__EXERCISE DIRECTIONS__.
Reproduce the material below word for word, but leave the pictures out of your copy.

__DATA SHOWN__.
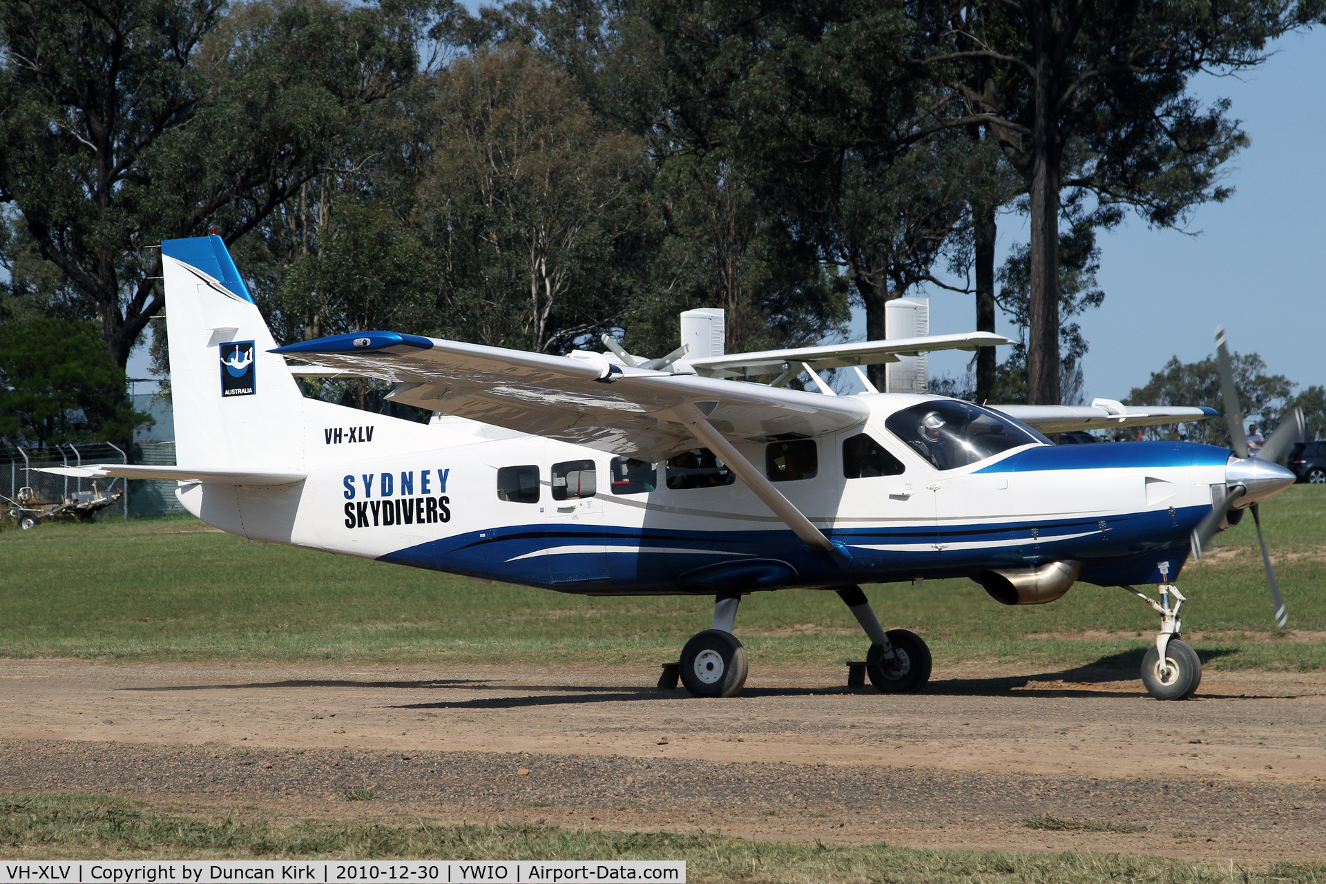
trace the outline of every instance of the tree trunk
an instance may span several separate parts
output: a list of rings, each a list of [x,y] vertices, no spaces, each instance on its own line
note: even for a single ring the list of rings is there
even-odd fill
[[[994,331],[994,207],[973,205],[976,233],[976,330]],[[996,347],[976,351],[976,402],[987,402],[994,392],[998,360]]]
[[[1054,95],[1058,94],[1050,0],[1036,0],[1032,40],[1036,48],[1034,119],[1030,180],[1030,327],[1026,341],[1026,402],[1059,404],[1059,144]]]
[[[888,285],[874,285],[863,276],[857,276],[857,292],[866,305],[866,341],[884,339],[884,305],[888,302]],[[866,376],[879,392],[888,392],[884,366],[866,366]]]

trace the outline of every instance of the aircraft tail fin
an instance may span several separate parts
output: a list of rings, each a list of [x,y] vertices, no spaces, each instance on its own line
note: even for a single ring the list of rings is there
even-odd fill
[[[304,396],[219,236],[162,243],[178,464],[297,468]]]

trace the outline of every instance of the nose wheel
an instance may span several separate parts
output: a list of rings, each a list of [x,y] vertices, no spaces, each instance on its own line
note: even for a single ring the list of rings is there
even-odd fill
[[[930,647],[915,632],[890,630],[888,647],[870,645],[866,675],[880,693],[918,693],[930,681]]]
[[[1201,659],[1187,641],[1170,639],[1162,664],[1152,644],[1142,657],[1142,684],[1156,700],[1187,700],[1201,684]]]
[[[1147,598],[1144,592],[1138,592],[1131,586],[1124,590],[1132,592],[1150,604],[1160,615],[1160,634],[1155,644],[1147,648],[1142,657],[1142,684],[1156,700],[1187,700],[1196,693],[1201,684],[1201,657],[1187,641],[1179,637],[1181,622],[1179,611],[1187,602],[1179,587],[1172,583],[1160,584],[1160,600]],[[1171,602],[1171,599],[1174,599]]]

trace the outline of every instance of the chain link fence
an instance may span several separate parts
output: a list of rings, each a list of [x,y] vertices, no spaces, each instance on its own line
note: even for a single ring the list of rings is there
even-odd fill
[[[50,448],[0,447],[0,494],[8,498],[4,512],[20,517],[21,504],[77,504],[102,494],[122,492],[111,505],[91,514],[94,520],[168,516],[183,513],[175,497],[174,481],[78,478],[42,473],[42,467],[84,467],[91,464],[175,464],[175,443],[143,441],[125,451],[114,443],[80,443]],[[20,502],[20,504],[16,504]],[[11,513],[11,510],[15,510]]]

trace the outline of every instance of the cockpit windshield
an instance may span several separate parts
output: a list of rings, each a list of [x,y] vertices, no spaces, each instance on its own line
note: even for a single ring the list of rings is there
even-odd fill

__EXPECTED ANSWER__.
trace the outline of every instance of the tree trunk
an instance may span several separate parts
output: a list of rings, each a list of [x,y] vertices, no spaces, each instance on its own line
note: even for a single ring the list of rings is there
even-odd fill
[[[994,331],[994,207],[973,205],[976,233],[976,330]],[[996,347],[976,351],[976,402],[987,402],[994,392],[998,360]]]
[[[1054,95],[1058,94],[1050,0],[1036,0],[1032,40],[1036,48],[1034,119],[1030,180],[1030,327],[1026,341],[1026,402],[1059,404],[1059,144]]]
[[[888,285],[874,285],[863,276],[857,276],[857,292],[866,305],[866,341],[884,339],[884,305],[888,302]],[[866,376],[879,392],[888,392],[884,366],[866,366]]]

trace the outline of every instance of the aircraft tail fin
an instance may span several separate parts
output: a list of rings, each a list of [x,y] vertices, no spaces, each instance on its own line
note: even for a single ring the list of rings is there
even-odd fill
[[[304,396],[219,236],[162,243],[178,464],[297,468]]]

trace the outline of every instance of the nose wheel
an instance may span several separate parts
output: a list of rings, each a list of [x,y] vertices, no spaces, each instance on its own line
note: even for a single ring the list of rings is there
even-odd fill
[[[930,647],[915,632],[890,630],[888,647],[870,645],[866,675],[880,693],[918,693],[930,681]]]
[[[1201,659],[1187,641],[1170,639],[1162,664],[1152,644],[1142,657],[1142,684],[1156,700],[1187,700],[1201,684]]]
[[[1147,598],[1144,592],[1138,592],[1131,586],[1124,590],[1132,592],[1150,604],[1160,615],[1160,634],[1155,644],[1147,648],[1142,657],[1142,684],[1156,700],[1187,700],[1196,693],[1201,684],[1201,657],[1187,641],[1179,637],[1181,622],[1179,611],[1187,602],[1179,587],[1172,583],[1160,584],[1160,600]],[[1171,602],[1171,599],[1174,599]]]

trace the outline of every instance of the chain link fence
an instance may span several separate parts
output: a list of rings, each a list of [x,y] vertices, no spaces, each instance on its own line
note: even for a single ring the list of rings is there
even-odd fill
[[[50,448],[0,447],[0,494],[8,498],[4,512],[20,517],[21,504],[77,504],[102,494],[122,492],[111,505],[91,514],[94,520],[168,516],[183,513],[175,497],[174,481],[78,478],[42,473],[42,467],[84,467],[91,464],[175,464],[175,443],[143,441],[125,451],[114,443],[80,443]],[[20,502],[20,504],[16,504]],[[11,513],[11,510],[15,510]]]

trace the outline of every instance of the cockpit windshield
an instance may span several separate parts
output: a list of rings, each a list of [x,y] vertices, no spaces, each instance on its own line
note: even for a single ring the list of rings is there
even-odd fill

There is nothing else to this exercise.